▶ _Instruction_: Print the listing in its entirety and exactly, leaving out images.

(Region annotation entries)
* * *

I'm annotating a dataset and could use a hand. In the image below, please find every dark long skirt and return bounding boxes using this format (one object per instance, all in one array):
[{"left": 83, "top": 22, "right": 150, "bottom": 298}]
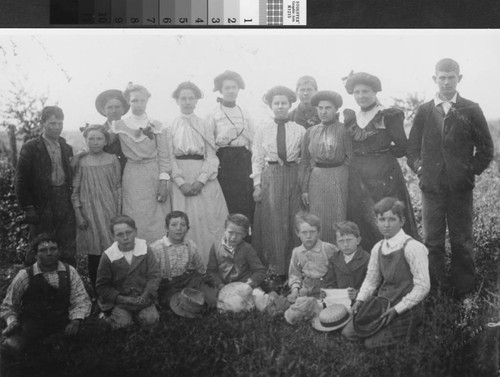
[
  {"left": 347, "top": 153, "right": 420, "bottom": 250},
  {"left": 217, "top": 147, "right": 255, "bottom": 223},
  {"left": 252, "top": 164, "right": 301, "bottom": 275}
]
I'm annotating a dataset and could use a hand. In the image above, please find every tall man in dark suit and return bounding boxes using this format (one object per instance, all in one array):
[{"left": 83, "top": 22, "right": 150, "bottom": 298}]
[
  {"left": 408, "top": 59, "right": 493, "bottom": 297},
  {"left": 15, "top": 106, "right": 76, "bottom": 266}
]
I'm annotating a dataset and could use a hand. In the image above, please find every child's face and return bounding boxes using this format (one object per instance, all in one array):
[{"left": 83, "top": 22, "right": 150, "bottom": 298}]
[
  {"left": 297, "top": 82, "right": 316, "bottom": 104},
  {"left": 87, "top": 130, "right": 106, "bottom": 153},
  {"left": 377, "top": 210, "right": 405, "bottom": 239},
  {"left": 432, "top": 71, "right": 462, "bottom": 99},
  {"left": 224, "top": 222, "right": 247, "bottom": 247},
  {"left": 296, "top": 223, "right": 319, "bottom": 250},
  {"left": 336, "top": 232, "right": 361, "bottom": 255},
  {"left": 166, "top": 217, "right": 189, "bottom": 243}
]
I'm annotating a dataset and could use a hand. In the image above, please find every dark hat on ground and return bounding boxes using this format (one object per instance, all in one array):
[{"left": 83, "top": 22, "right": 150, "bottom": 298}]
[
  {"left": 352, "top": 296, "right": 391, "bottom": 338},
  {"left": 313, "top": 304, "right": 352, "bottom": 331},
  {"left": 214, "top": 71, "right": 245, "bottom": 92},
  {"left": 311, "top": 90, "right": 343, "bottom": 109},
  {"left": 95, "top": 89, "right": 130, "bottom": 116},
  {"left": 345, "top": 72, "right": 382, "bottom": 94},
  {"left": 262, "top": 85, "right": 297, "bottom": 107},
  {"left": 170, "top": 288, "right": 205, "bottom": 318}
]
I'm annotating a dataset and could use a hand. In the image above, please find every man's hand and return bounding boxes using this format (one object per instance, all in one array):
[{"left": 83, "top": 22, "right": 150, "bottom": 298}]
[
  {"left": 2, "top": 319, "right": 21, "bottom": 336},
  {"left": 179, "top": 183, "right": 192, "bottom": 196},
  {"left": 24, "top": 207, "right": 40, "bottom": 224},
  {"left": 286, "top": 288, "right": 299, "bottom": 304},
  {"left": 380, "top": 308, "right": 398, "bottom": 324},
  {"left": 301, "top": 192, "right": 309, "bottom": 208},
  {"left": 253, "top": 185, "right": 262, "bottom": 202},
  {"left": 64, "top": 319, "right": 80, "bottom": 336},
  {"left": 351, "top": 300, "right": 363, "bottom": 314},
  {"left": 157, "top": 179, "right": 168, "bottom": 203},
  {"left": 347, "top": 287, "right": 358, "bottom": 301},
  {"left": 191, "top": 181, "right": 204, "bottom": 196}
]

* * *

▶ _Reply_:
I'm annotating a dataset and could use a hand. In the image below, please find every dark long skirt and return bounding boxes using this format (one object per instance, all in one array):
[{"left": 83, "top": 22, "right": 150, "bottom": 298}]
[
  {"left": 347, "top": 153, "right": 420, "bottom": 250},
  {"left": 217, "top": 147, "right": 255, "bottom": 223},
  {"left": 252, "top": 164, "right": 301, "bottom": 275}
]
I'm annotating a dataset and could use a hand. In the image above, please find every tall man in dark suit and return bounding boxes using this format (one object per instance, all in one array):
[{"left": 83, "top": 22, "right": 150, "bottom": 298}]
[
  {"left": 408, "top": 59, "right": 493, "bottom": 297},
  {"left": 15, "top": 106, "right": 76, "bottom": 266}
]
I'm annotating a dataset and could use a hand. In the image above, please find every child's face and return bounding boxes using this format (one object per instance, all in one array):
[{"left": 83, "top": 22, "right": 150, "bottom": 298}]
[
  {"left": 297, "top": 82, "right": 316, "bottom": 104},
  {"left": 87, "top": 130, "right": 106, "bottom": 153},
  {"left": 377, "top": 210, "right": 405, "bottom": 239},
  {"left": 432, "top": 71, "right": 462, "bottom": 99},
  {"left": 224, "top": 222, "right": 247, "bottom": 247},
  {"left": 296, "top": 223, "right": 319, "bottom": 250},
  {"left": 336, "top": 232, "right": 361, "bottom": 255},
  {"left": 166, "top": 217, "right": 189, "bottom": 243}
]
I'm annotating a dataset and could use a hand. In the image above, please find every dark hat on ground and return bounding boxes using this format (one object per instance, all in one array):
[{"left": 83, "top": 22, "right": 150, "bottom": 298}]
[
  {"left": 352, "top": 296, "right": 391, "bottom": 338},
  {"left": 313, "top": 304, "right": 352, "bottom": 331},
  {"left": 214, "top": 71, "right": 245, "bottom": 92},
  {"left": 311, "top": 90, "right": 343, "bottom": 109},
  {"left": 95, "top": 89, "right": 130, "bottom": 116},
  {"left": 345, "top": 72, "right": 382, "bottom": 94},
  {"left": 262, "top": 85, "right": 297, "bottom": 107},
  {"left": 170, "top": 288, "right": 205, "bottom": 318}
]
I'm annotating a dataset and could use a hand. In the image above, please find every man's hand and return bounding boxes using this format (one object per instance, all in one array):
[{"left": 83, "top": 22, "right": 150, "bottom": 298}]
[
  {"left": 2, "top": 319, "right": 21, "bottom": 336},
  {"left": 179, "top": 183, "right": 192, "bottom": 196},
  {"left": 24, "top": 207, "right": 40, "bottom": 224},
  {"left": 286, "top": 288, "right": 299, "bottom": 304},
  {"left": 380, "top": 308, "right": 398, "bottom": 324},
  {"left": 301, "top": 192, "right": 309, "bottom": 208},
  {"left": 253, "top": 185, "right": 262, "bottom": 202},
  {"left": 64, "top": 319, "right": 80, "bottom": 336},
  {"left": 351, "top": 300, "right": 363, "bottom": 314},
  {"left": 157, "top": 179, "right": 168, "bottom": 203},
  {"left": 347, "top": 287, "right": 358, "bottom": 301},
  {"left": 191, "top": 181, "right": 204, "bottom": 196}
]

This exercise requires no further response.